__Stated exercise__
Reproduce word for word the portion of the statistics text that runs from "Computing the confidence" down to "sum to zero.".

__Extracted text__
+---+

ANOVA table The resulting ANOVA table is

 Source SS DF MS F Treatments 38.820 3 12.940 9.724 Error 21.292 16 1.331 Total (Corrected) 60.112 19 Mean 919.368 1 Total (Raw) 979.480 20

The estimate for the mean of group 1 is 5.34, and the sample size is $$n_1$$ = 5.

Computing the confidence interval Since the confidence interval is two-sided, the entry $$(1-\alpha/2)$$ value for the $$t$$ table is (1 - 0.05/2) = 0.975, and the associated degrees of freedom is $$N$$ - 4, or 20 - 4 = 16.

From the t table in Chapter 1, we obtain $$t_{0.975, \, 16}$$ = 2.120.

Next we need the standard error of the mean for group 1: $$s_{\bar{Y}_{1 \huge{\cdot}}}^2 = \frac{MSE}{n_1} = \frac{1.331}{5} = 0.2662$$ $$s_{\bar{Y}_{1 \huge{\cdot}}} = \sqrt{0.2662} = 0.5159 \, .$$ Hence, we obtain confidence limits 5.34 ± 2.120 (0.5159) and the confidence interval is $$4.246 \le \mu_1 \le 6.434 \, .$$

Definition and Estimation of Contrasts
Definition of contrasts and orthogonal contrasts Definitions

A contrast is a linear combination of two or more factor level means with coefficients that sum to zero.

Two contrasts are orthogonal if the sum of the products of corresponding coefficients (i.e., coefficients for the same means) adds to zero.

+---+

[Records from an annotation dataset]
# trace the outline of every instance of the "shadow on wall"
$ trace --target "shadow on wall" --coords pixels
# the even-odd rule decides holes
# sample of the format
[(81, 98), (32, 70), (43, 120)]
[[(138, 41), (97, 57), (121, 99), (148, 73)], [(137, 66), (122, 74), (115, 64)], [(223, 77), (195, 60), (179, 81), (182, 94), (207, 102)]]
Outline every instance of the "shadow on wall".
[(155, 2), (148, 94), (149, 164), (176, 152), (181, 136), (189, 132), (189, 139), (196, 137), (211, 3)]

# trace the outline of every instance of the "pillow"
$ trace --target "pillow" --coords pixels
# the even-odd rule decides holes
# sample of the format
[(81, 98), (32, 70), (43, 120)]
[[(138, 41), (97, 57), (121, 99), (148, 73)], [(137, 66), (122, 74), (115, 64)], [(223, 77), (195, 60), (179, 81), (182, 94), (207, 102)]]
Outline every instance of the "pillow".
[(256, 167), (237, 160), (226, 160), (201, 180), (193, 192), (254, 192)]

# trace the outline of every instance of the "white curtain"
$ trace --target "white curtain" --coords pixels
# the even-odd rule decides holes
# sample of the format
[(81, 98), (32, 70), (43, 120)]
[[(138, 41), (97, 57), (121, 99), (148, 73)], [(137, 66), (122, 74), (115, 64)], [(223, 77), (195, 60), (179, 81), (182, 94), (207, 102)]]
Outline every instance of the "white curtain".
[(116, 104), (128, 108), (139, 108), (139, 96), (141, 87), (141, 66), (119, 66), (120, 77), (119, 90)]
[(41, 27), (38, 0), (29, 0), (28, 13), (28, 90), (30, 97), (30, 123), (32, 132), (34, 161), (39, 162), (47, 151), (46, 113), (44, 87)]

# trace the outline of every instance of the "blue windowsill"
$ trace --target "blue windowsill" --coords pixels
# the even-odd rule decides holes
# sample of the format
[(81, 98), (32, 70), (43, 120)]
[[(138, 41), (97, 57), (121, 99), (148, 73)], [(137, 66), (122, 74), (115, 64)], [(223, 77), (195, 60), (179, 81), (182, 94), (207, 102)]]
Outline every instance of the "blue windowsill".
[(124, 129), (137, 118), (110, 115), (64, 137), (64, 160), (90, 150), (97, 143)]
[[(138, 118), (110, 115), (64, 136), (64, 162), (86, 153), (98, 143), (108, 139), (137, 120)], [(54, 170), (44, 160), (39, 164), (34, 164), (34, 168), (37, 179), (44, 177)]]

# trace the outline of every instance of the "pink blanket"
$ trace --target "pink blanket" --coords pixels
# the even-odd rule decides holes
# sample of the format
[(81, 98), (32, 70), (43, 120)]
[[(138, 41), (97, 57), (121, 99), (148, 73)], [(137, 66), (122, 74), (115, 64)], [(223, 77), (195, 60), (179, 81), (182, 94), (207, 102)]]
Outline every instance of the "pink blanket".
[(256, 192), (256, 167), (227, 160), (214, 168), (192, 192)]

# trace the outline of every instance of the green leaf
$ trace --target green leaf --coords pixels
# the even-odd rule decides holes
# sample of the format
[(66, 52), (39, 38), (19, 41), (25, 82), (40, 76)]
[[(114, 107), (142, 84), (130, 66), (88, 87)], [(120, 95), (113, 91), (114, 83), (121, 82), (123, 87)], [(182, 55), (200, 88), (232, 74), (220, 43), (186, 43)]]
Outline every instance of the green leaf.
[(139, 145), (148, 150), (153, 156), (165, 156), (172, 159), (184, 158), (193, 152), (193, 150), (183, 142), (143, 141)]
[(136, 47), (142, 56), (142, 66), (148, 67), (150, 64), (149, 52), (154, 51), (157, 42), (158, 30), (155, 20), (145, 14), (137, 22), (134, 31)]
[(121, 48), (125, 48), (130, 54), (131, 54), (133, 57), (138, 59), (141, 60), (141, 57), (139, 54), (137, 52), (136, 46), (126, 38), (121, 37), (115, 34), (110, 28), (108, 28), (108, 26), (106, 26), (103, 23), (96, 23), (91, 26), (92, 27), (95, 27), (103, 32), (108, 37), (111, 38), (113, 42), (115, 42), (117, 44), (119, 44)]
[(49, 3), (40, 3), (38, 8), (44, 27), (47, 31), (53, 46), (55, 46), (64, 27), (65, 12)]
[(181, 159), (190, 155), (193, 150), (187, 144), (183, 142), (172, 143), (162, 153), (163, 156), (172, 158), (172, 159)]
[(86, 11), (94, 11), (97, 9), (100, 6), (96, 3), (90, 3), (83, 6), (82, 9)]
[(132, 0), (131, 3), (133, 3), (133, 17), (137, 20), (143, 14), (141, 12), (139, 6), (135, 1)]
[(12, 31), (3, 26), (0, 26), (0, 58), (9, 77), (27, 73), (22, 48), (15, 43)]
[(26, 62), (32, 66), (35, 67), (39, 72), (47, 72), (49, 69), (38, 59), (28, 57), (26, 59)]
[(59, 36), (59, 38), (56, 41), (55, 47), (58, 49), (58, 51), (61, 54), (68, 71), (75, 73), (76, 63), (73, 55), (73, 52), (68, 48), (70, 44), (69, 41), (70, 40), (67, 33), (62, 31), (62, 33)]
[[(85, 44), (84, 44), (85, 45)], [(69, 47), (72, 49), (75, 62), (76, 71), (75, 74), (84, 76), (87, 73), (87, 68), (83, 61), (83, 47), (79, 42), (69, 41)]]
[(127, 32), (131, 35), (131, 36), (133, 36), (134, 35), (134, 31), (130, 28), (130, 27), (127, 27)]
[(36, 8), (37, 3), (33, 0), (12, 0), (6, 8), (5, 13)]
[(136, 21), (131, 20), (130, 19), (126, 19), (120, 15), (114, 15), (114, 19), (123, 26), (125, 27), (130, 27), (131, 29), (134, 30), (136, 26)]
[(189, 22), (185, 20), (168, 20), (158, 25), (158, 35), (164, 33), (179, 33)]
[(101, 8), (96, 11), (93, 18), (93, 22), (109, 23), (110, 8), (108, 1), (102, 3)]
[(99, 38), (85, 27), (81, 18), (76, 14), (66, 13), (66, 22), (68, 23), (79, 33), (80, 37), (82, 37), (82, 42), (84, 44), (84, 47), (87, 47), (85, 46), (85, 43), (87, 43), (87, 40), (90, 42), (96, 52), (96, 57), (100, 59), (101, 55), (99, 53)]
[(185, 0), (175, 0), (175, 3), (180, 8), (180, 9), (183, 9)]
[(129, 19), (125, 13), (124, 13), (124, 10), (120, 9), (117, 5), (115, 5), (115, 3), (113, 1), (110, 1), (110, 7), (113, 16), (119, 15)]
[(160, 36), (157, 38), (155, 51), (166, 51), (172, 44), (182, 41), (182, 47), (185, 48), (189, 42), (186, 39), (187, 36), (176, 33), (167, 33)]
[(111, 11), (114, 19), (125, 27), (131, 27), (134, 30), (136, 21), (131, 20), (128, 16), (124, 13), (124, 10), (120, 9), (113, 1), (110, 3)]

+---+

__Completed task__
Computing the confidence interval Since the confidence interval is two-sided, the entry $$(1-\alpha/2)$$ value for the $$t$$ table is (1 - 0.05/2) = 0.975, and the associated degrees of freedom is $$N$$ - 4, or 20 - 4 = 16.

From the t table in Chapter 1, we obtain $$t_{0.975, \, 16}$$ = 2.120.

Next we need the standard error of the mean for group 1: $$s_{\bar{Y}_{1 \huge{\cdot}}}^2 = \frac{MSE}{n_1} = \frac{1.331}{5} = 0.2662$$ $$s_{\bar{Y}_{1 \huge{\cdot}}} = \sqrt{0.2662} = 0.5159 \, .$$ Hence, we obtain confidence limits 5.34 ± 2.120 (0.5159) and the confidence interval is $$4.246 \le \mu_1 \le 6.434 \, .$$

Definition and Estimation of Contrasts
Definition of contrasts and orthogonal contrasts Definitions

A contrast is a linear combination of two or more factor level means with coefficients that sum to zero.